Reproduce, without any alteration, everything from "The SNMNMF method" down to "easily interpretable solutions." in the passage on the SNMNMF method.

TEXT FOR ANALYSIS:
▬▬▬▬▬▬
The SNMNMF method discovers miRNA-gene comodules by integrating diverse data sources. To achieve this goal, we iteratively define a common basis matrix for the matrices representing datasets of miRNA and gene expression profiles, while incorporating terms representing the solution's sparsity and conformity with independent network data into the objective function. The sparsity penalties to the objective function help us to obtain easily interpretable solutions.

Compared with other recent methods for miRNA-gene regulatory comodule identification (Joung et al., 2007; Peng et al., 2009; Yoon and De Micheli, 2005), SNMNMF has several advantages: (i) it can incorporate prior knowledge such as a gene interaction network as a constraint on the solution space. To the best of our knowledge, this form of data has not been considered by any other algorithm for this task; (ii) it simultaneously integrates several different types of data; (iii) it provides sparse solutions that are more easily be interpreted in biological contexts; and (iv) it can be solved in a reasonable amount of computing time. Our general framework is applicable to many other problems involving heterogeneous data sources. In addition, our general framework is applicable to many other problems involving heterogeneous data sources.
▬▬▬▬▬▬
DATA SHOWN:
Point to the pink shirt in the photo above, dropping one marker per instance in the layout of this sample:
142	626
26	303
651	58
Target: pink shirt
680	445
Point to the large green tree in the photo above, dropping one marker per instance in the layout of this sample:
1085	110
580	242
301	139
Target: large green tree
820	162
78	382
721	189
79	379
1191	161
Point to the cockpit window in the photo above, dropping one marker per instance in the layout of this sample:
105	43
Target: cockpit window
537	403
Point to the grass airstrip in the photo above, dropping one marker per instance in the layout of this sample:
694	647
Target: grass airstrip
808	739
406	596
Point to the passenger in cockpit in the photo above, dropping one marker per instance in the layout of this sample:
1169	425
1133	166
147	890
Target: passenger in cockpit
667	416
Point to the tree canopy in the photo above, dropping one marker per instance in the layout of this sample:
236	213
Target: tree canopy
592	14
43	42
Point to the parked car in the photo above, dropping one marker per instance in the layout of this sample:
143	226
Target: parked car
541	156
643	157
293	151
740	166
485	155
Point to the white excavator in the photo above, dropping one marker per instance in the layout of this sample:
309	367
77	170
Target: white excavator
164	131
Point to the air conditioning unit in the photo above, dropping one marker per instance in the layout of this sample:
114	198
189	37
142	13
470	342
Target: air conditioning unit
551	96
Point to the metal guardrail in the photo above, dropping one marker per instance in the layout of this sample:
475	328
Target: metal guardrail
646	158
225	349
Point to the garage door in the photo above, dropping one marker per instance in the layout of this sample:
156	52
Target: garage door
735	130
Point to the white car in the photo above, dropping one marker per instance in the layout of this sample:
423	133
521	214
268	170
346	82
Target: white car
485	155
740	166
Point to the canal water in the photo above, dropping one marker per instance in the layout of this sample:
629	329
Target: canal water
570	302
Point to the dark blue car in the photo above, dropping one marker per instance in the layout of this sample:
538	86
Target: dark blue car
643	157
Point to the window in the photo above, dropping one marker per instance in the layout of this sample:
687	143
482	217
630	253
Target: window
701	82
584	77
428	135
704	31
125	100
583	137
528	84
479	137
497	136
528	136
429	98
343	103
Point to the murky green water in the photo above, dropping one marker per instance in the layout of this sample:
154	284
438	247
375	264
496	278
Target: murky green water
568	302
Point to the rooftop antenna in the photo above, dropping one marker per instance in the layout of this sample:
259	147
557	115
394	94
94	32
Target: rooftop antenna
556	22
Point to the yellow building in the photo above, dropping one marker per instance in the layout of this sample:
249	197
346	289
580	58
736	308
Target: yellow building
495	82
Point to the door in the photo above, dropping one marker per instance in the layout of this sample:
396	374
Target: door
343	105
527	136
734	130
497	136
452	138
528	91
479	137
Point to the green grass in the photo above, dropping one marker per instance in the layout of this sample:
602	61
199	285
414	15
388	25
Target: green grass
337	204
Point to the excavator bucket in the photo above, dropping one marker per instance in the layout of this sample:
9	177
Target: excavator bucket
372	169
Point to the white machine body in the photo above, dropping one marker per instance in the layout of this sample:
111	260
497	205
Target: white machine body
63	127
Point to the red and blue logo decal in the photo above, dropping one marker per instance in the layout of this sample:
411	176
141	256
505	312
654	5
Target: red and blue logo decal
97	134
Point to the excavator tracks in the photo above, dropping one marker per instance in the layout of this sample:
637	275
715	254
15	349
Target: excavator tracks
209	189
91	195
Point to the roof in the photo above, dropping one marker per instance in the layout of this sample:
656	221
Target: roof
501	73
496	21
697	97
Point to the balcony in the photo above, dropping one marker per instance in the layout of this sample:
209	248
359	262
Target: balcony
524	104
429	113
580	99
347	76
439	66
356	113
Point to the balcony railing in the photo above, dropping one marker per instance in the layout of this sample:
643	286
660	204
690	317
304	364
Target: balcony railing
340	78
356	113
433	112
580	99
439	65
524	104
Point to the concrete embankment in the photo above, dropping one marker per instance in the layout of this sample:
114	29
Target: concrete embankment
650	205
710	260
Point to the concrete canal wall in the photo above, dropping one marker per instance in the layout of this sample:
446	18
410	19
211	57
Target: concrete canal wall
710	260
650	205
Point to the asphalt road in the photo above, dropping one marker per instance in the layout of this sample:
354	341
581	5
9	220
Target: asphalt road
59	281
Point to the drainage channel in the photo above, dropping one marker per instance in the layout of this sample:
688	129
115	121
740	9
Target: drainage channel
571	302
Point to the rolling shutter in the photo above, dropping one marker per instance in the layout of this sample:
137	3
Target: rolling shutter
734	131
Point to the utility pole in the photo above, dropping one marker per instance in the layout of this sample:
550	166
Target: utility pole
▬▬▬▬▬▬
OUTPUT FOR THIS TASK:
The SNMNMF method discovers miRNA-gene comodules by integrating diverse data sources. To achieve this goal, we iteratively define a common basis matrix for the matrices representing datasets of miRNA and gene expression profiles, while incorporating terms representing the solution's sparsity and conformity with independent network data into the objective function. The sparsity penalties to the objective function help us to obtain easily interpretable solutions.